- [Studietekst]
Onderwerp: Bezoek-historie

RSJ 21/19395/GM, 5 juli 2021, beroep
Uitspraakdatum:05-07-2021

Dit onderwerp bevat de volgende rubrieken.

Nummer          21/19395/GM

      

Betreft [Klager]

Datum 5 juli 2021

 

Uitspraak van de beroepscommissie van de RSJ op het beroep van [Klager] (hierna: klager)

 

1. De procedure

Klager heeft beroep ingesteld tegen het medisch handelen van de inrichtingsarts van de Penitentiaire Inrichting (PI) Vught (hierna: de inrichtingsarts). Klager beklaagt zich erover dat zijn medicatie (seroquel) is verhoogd, zonder dat dit met hem is besproken.

 

De medisch adviseur bij het ministerie van Justitie & Veiligheid heeft bemiddeld. Het bemiddelingsverslag bevindt zich in het dossier.

 

Klager en de inrichtingsarts hebben geen gebruik gemaakt van de gelegenheid om op de digitale zitting van 26 april 2021 te worden gehoord. Klager heeft kort vóór de zitting te kennen gegeven niet gehoord te willen worden.

 

2. De standpunten in beroep

Standpunt van klager

De medicatie is verhoogd van 50mg naar 100mg, zonder dat hier overleg over heeft plaatsgevonden tussen klager en de inrichtingsarts. Klager heeft wekenlang te veel medicatie gekregen. Dat is voor klager gevaarlijk.

- [Opdracht] Schrijf het vervolg van de RSJ-uitspraak over de verhoogde medicatie, aansluitend op de laatste zin van het standpunt van klager.

- [Aangeleverde gegevens]

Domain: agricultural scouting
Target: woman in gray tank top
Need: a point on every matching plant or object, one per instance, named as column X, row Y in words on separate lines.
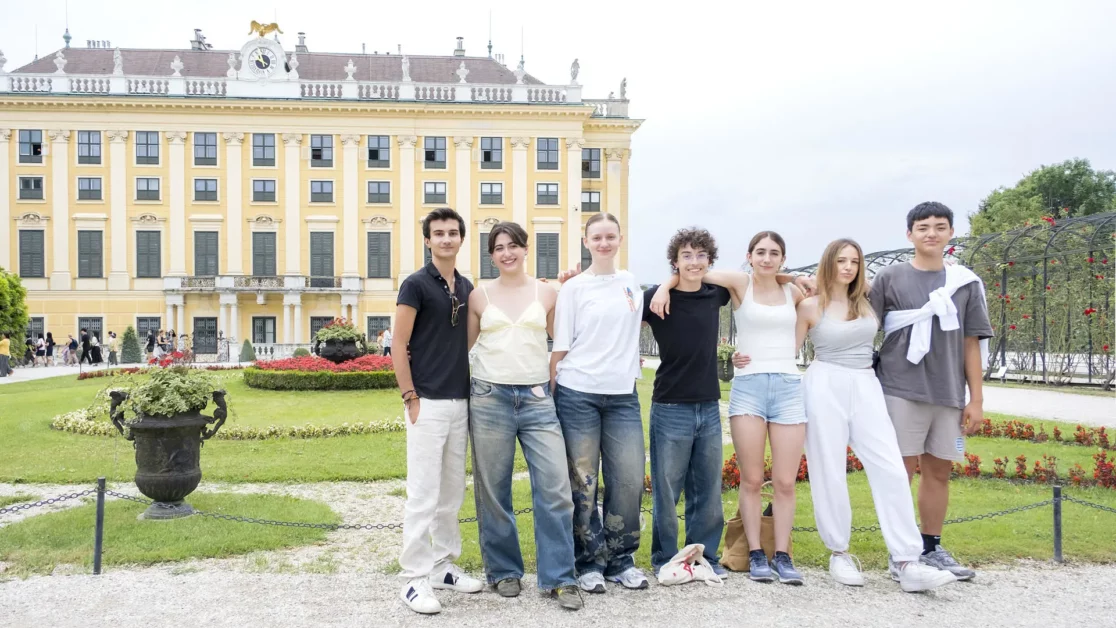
column 845, row 407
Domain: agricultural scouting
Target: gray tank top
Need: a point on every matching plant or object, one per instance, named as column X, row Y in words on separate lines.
column 844, row 343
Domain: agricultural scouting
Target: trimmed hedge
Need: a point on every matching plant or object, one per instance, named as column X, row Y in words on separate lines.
column 318, row 380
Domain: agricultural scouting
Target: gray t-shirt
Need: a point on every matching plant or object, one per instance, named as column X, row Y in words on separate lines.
column 940, row 377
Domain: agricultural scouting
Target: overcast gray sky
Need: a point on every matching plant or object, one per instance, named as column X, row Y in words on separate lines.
column 817, row 119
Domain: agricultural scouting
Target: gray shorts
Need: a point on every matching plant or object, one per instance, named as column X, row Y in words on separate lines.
column 926, row 428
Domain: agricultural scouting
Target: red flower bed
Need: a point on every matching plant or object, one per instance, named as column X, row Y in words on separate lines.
column 314, row 364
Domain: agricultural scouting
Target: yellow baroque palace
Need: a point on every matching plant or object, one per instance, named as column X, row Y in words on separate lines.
column 258, row 193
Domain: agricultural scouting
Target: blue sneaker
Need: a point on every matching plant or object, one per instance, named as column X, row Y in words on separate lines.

- [Uitwerking]
Standpunt van de inrichtingsarts

De medicatie is voorgeschreven door een psychiater. Klager is besproken tijdens het psychomedisch overleg en toen is geconcludeerd en genoteerd dat klager 25mg seroquel nodig heeft. In het dossier en vooral zijn medicatiegeschiedenis is niets te vinden dat erop wijst dat klager te veel medicatie heeft gekregen. Overigens is het onwaarschijnlijk dat klager agressiever zou zijn geworden door een te hoge dosering seroquel.

 

3. De beoordeling

Klagers stelling dat zijn medicatie (seroquel) zonder overleg is verhoogd van 50mg naar 100mg wordt betwist door de medische dienst en vindt ook geen steun in het (medisch) dossier. Uit het dossier volgt alleen dat de dosering seroquel op 8 september 2020 is verhoogd van 25mg naar 50mg. De beroepscommissie heeft geen reden om aan de juistheid van deze informatie te twijfelen. Klagers stelling is niet aannemelijk geworden.

 

Het handelen van de inrichtingsarts kan dan ook niet worden aangemerkt als in strijd met de destijds geldende norm van artikel 28 van de Penitentiaire maatregel (oud). De beroepscommissie zal het beroep ongegrond verklaren.

 

4. De uitspraak

De beroepscommissie verklaart het beroep ongegrond.

 

Deze uitspraak is op 5 juli 2021 gedaan door de beroepscommissie, bestaande uit mr. N.C. van Lookeren Campagne, voorzitter, drs. B.A. Geurts en drs. K.M.P.A.M. Habryka, leden, bijgestaan door mr. A. de Groot, secretaris.